• _Work instruction_
Reproduce, word for word, the part of the article on colorectal cancer screening coverage starting with "Other screening coverage" and going on through "Kaiser Family Foundation.".

• _Text under study_
══════════

No one looks forward to screening tests for colon and rectal cancers. But under the Affordable Care Act, patients are at least supposed to save on out-of-pocket costs for them. Coverage is not always clear; however, and despite the federal government’s clarifications, consumers still have questions.
Under the law, most health plans are required to cover a range of preventive health services without any cost-sharing by patients if the services are recommended by the U.S. Preventive Services Task Force, an independent group of medical experts. (The only exception is for health plans with grandfathered status.)
The task force recommends colorectal cancer screening for most adults starting at age 50. These tests include colonoscopy, sigmoidoscopy and fecal occult blood testing (which examines the stool for traces of blood).
A colonoscopy is the most thorough of the screening tests and is favored by many clinicians. About half the time, polyps are discovered and removed during the test to determine whether they are cancerous. This removal can create billing problems, says Katie Keith, a research professor at Georgetown University who co-authored a report on screening colonoscopy coverage under the Affordable Care Act.
According to the study, some insurers judged that a colonoscopy with polyp removal was a therapeutic rather than a screening procedure, and subsequently billed patients for some or all of the test’s cost, which can reach $2,000 or more.
In February, the Obama administration stated that for people in group and individual health plans, polyp removal during a screening colonoscopy was an integral part of the screening test and should be covered without patient cost-sharing. However, the guidance doesn’t apply to Medicare beneficiaries.
Other screening coverage questions remain murky. What happens, for example, if someone gets a positive result on a fecal occult blood test? In that case, the task force says a colonoscopy is required to examine the colon. But insurers vary in whether they consider such a followup colonoscopy a separate diagnostic test, according to the report by Keith and others, including the Kaiser Family Foundation.
“In many communities, stool testing may be common because people can’t get an appointment for a colonoscopy for months,” said Robert Smith, senior director of cancer screening at the American Cancer Society, another co-author of the report. “If they have a positive stool test, they face the uncertainty of what it would cost to get the colonoscopy.”
People who are at higher risk for colon cancer because of family history or their own history of polyps also face a gray area in cost-sharing. These patients are often advised to get a colonoscopy more often than every 10 years, the recommended frequency for people at average risk. In February, the federal government clarified that high-risk patients could qualify for more frequent screening without cost-sharing.

══════════

• _Available data_
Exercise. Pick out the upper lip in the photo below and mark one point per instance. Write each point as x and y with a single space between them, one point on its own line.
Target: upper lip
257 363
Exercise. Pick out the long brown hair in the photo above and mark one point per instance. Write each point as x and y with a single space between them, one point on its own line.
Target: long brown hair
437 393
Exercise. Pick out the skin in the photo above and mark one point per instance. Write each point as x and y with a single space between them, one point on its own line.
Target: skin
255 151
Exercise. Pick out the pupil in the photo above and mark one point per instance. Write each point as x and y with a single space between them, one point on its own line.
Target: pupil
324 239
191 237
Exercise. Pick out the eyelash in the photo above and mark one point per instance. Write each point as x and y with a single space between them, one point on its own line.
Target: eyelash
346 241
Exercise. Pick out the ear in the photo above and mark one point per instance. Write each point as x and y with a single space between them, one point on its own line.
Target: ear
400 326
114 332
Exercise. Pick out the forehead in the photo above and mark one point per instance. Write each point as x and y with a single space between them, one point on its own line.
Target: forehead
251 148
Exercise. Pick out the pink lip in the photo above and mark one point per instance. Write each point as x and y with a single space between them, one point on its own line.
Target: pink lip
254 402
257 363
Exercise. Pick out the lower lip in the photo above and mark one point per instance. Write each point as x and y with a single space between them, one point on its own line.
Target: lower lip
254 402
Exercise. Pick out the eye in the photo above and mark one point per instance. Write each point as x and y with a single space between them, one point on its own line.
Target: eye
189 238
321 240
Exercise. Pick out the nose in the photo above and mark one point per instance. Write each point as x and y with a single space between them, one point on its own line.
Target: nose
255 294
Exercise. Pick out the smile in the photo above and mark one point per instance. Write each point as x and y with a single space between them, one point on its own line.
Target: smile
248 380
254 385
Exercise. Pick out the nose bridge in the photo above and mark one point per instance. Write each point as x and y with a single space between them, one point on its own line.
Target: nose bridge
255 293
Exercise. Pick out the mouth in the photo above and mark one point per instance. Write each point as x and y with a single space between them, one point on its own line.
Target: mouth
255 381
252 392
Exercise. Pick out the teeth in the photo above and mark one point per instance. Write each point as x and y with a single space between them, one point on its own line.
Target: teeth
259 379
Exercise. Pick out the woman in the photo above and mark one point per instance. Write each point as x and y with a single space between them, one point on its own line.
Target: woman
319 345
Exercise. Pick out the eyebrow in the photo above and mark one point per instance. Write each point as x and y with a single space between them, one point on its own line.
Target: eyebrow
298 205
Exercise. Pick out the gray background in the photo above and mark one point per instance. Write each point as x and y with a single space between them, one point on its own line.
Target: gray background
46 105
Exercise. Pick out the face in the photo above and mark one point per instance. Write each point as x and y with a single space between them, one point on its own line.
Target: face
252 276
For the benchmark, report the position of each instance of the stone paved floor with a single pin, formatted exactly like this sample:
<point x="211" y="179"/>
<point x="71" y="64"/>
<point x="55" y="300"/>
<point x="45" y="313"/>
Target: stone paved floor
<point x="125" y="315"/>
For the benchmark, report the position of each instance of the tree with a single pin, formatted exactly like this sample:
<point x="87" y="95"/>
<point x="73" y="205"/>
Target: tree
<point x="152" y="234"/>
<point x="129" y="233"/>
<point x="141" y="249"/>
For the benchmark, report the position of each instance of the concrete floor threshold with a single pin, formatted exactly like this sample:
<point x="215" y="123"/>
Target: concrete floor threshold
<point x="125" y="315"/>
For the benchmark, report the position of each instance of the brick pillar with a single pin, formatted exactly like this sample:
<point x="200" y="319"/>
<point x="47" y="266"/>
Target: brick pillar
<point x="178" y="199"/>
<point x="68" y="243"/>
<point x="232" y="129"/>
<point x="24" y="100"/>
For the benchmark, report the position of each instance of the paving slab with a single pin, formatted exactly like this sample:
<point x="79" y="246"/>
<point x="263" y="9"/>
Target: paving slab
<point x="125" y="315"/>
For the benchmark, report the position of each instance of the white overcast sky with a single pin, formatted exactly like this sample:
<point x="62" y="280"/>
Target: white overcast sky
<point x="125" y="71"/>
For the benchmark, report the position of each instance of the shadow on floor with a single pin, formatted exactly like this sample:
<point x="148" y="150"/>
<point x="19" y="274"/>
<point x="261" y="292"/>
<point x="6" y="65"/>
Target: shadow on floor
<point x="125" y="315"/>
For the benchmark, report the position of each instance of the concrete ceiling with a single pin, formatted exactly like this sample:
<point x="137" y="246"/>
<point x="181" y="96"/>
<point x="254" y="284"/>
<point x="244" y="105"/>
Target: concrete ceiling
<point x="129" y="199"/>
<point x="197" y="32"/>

══════════

• _Response box_
Other screening coverage questions remain murky. What happens, for example, if someone gets a positive result on a fecal occult blood test? In that case, the task force says a colonoscopy is required to examine the colon. But insurers vary in whether they consider such a followup colonoscopy a separate diagnostic test, according to the report by Keith and others, including the Kaiser Family Foundation.